Одиночество контактного человека. Дневники 1953–1998 годов | страница 130



Кстати, собственно экспозиции тоже имели место. Показать в Доме писателя Калужнина, Макарова или Кордобовского значило обратиться не только к зрителям, но и к будущим читателям: оценят ли они то, о чем он решил рассказать?

Так были написаны роман о Василии Калужнине «…Вечности заложник»[486], роман о Вере Ермолаевой и Льве Гальперине «Роман со странностями»[487], документальные повести «Николай Макаров – художник святого сердца»[488] и «Музыка во льду, или Портрет художника К. Кордобовского». Эту, последнюю, работу из‐за его болезни пришлось завершать мне.

Еще раз повторю: это были не только литературные, но и кураторские удачи. Может, только имя Ермолаевой витало в воздухе, упоминалось рядом с ее великими соратниками, но Калужнина, Макарова, Гальперина и Кордобовского открыл он. Уверен, что, если бы не его усилия, мы бы так и жили без этих художников.

Фон его жизни оставался скорее мрачным. Как началось пожаром в Доме писателя, так и продолжалось. В девяносто шестом покончил жизнь самоубийством Евгений Ковтун (запись от 11.1.96) и умер художник Николай Костров (запись от 25.4.96). Это были люди, определявшие суть того мира, который он считал «своим».

Сам отец заболел. Внешне он бодрился, делал вид, что все поправимо, но в дневнике постоянно возвращался к мыслям о смерти. Трудно быть пациентом – и врачом! Несколько раз в записях упоминается диагноз, который впоследствии подтвердился.

Когда отец долго не обращался к дневнику, то отчитывался за пропущенное. Сперва о том, что его не радует, а потом нечто позитивное. Вот и сейчас можно было сказать: «Кое-что удалось». Уж как он не любил похвальбу, но тут не сдержался: «Все же мы (я) кое-что сделали, это все теперь начали понимать» (запись от 27.10.97).

+ + + + +

_Задания_
[a] Ответьте на вопросы по фрагменту о дневниках.
(i) Кто покончил жизнь самоубийством в девяносто шестом году?
(ii) Как называется роман о Вере Ермолаевой и Льве Гальперине?
(iii) Какой датой помечена запись со словами «Все же мы (я) кое-что сделали»?
[b] Перепечатайте отрывок из фрагмента о дневниках, начиная со слов «Еще раз повторю: это» и заканчивая словами «без этих художников.».
Для работы с фрагментом о дневниках пункты не нужны.

+ + + + +

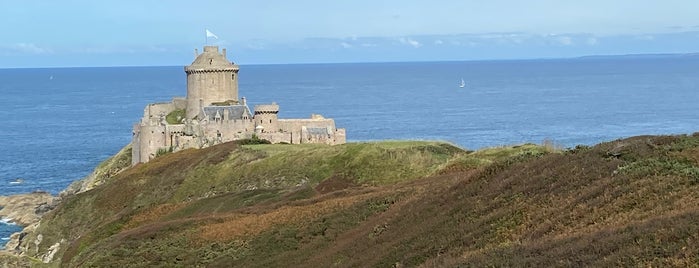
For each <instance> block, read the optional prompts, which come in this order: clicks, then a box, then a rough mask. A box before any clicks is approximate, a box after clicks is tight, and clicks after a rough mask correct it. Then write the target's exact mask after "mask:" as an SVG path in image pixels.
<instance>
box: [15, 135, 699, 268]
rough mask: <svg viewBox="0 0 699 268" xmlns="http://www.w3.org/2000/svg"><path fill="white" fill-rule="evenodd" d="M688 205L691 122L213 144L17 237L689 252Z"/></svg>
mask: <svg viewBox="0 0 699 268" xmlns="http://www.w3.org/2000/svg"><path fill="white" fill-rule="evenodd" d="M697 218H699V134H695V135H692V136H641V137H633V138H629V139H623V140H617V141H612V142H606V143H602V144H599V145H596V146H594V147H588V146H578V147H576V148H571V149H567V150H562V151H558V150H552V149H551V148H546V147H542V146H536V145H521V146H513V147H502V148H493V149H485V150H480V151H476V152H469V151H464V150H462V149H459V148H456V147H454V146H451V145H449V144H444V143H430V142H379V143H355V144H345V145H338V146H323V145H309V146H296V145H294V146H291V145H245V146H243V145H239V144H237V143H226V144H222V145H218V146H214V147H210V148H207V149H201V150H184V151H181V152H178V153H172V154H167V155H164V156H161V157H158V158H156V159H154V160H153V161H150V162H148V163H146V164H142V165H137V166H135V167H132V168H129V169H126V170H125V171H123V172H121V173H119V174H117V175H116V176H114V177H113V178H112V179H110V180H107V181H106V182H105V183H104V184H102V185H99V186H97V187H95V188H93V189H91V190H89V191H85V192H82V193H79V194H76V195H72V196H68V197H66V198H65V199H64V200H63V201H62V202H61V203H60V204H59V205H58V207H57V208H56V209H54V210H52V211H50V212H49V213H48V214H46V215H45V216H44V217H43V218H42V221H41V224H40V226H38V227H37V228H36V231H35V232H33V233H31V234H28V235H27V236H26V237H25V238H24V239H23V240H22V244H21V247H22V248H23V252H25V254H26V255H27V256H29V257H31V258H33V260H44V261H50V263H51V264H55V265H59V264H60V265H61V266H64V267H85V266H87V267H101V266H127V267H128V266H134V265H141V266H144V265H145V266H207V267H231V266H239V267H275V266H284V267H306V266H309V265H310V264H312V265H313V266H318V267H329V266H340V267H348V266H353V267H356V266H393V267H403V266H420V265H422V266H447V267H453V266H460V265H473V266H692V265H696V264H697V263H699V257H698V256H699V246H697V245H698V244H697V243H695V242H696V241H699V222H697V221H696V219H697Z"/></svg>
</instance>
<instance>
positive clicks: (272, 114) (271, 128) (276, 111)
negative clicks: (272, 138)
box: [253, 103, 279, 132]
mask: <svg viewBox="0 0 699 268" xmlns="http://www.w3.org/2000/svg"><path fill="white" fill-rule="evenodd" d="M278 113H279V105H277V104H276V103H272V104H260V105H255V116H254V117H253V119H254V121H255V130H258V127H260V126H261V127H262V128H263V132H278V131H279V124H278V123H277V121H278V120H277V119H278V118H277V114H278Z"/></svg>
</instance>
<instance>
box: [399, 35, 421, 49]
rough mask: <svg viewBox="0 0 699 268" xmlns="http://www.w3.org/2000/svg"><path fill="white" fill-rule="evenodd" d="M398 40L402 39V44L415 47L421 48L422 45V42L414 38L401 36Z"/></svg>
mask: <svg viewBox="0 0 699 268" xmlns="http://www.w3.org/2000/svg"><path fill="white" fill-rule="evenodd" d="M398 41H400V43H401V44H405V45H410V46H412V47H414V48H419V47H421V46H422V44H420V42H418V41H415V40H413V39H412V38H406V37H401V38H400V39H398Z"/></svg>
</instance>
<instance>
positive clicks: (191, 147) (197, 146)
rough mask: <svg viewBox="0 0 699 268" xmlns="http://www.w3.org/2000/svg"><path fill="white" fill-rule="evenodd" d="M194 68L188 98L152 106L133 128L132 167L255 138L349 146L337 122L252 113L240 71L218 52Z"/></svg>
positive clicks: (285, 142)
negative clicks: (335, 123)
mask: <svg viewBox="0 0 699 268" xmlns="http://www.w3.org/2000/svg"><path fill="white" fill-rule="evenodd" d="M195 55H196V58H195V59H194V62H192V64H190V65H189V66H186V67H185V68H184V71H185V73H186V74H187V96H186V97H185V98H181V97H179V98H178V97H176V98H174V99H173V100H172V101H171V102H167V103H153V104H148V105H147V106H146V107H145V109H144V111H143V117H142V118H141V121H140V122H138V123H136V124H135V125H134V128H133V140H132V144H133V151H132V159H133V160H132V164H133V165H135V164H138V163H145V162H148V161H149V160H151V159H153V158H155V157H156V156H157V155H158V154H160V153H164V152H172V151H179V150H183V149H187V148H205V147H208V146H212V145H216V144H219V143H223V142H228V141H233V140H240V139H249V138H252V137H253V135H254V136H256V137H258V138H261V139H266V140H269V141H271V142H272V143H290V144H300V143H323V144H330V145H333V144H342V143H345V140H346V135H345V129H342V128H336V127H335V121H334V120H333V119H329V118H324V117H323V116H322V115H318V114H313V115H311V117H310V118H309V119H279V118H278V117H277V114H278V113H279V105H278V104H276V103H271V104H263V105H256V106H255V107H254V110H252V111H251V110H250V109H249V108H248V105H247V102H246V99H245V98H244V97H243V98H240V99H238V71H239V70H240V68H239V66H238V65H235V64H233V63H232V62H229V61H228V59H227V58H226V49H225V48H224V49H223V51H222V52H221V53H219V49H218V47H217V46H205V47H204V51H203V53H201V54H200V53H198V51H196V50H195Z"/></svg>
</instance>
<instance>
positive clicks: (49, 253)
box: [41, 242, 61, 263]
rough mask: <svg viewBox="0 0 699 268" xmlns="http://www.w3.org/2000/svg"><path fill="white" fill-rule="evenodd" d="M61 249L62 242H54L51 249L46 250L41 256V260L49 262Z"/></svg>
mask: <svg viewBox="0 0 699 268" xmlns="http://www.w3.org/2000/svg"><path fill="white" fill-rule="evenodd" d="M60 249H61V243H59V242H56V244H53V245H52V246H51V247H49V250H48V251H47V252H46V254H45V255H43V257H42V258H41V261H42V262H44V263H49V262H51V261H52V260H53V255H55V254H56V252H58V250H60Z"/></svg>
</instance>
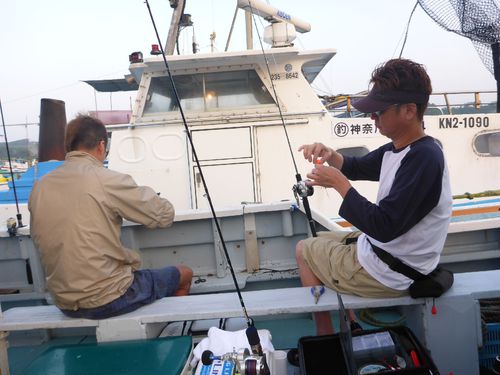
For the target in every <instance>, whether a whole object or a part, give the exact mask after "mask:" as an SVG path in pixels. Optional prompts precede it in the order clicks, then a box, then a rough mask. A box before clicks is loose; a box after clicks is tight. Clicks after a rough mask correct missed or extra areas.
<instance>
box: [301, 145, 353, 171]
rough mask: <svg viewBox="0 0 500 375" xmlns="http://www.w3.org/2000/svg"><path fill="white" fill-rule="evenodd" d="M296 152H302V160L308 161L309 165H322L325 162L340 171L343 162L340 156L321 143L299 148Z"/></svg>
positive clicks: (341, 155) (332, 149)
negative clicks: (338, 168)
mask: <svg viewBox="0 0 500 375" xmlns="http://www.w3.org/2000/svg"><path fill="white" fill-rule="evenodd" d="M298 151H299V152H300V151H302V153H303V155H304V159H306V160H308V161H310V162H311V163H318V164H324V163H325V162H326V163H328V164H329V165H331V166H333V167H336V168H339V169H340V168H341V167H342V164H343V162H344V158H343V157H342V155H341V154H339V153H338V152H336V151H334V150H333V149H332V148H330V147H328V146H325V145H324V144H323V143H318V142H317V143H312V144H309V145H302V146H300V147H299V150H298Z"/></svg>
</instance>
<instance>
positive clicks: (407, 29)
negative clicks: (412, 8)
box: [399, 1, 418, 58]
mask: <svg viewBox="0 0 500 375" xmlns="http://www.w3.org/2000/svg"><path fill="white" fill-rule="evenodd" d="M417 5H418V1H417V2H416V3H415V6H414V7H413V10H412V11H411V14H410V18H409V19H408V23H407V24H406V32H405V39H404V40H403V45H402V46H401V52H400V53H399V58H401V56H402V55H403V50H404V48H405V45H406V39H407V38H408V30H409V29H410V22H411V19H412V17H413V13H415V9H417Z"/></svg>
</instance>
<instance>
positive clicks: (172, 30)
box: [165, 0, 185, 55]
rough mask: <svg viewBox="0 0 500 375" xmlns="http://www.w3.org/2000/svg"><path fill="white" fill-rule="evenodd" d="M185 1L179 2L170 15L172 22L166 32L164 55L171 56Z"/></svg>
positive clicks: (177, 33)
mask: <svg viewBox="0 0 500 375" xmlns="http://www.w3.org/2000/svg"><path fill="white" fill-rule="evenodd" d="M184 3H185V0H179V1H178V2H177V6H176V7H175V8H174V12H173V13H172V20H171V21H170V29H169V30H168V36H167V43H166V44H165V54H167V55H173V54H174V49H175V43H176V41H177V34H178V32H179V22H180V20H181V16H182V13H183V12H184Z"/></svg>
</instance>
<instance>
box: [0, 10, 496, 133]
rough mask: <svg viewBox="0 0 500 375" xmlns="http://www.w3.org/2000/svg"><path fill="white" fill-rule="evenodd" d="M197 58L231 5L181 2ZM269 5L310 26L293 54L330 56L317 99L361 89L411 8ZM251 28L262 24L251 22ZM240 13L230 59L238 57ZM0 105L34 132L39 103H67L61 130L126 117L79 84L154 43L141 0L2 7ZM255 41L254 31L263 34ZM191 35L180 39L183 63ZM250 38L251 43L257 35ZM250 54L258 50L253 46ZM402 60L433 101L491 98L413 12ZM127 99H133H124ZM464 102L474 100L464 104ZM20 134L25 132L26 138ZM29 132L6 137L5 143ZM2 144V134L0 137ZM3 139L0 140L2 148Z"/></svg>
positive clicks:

+ + + + +

_Ответы к заданиям_
[a]
(i) Евгений Ковтун.
(ii) «Роман со странностями».
(iii) 27.10.97.

[b]
Еще раз повторю: это были не только литературные, но и кураторские удачи. Может, только имя Ермолаевой витало в воздухе, упоминалось рядом с ее великими соратниками, но Калужнина, Макарова, Гальперина и Кордобовского открыл он. Уверен, что, если бы не его усилия, мы бы так и жили без этих художников.